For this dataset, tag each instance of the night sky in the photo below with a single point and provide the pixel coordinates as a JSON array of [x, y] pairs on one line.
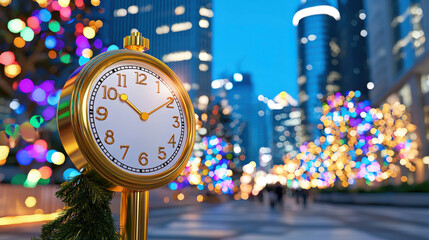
[[258, 38]]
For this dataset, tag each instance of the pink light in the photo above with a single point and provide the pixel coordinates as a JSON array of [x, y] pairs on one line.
[[33, 22], [26, 85], [7, 58]]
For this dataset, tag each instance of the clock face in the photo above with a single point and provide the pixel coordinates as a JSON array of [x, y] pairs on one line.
[[137, 119]]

#####

**WORK REQUEST:**
Restate each line above exactly, keeping pictures out.

**SOLVED PROBLEM:**
For this dataset, tag each instance of the night sky in the photo below with a single point and provide the pixel coordinates as a JSON array of [x, y] pairs on one line.
[[258, 38]]
For this dataset, tag each instance of the pink light in the photo above with a single point and provide the pixel coordinates as a JSON array of [x, y] pairs on one line.
[[33, 22], [26, 85], [7, 58]]
For this dataset, tag each instance of the clock face in the photo above with a single point and provide the pixel coordinates as a JSON array of [x, y] pairs on one line.
[[137, 119]]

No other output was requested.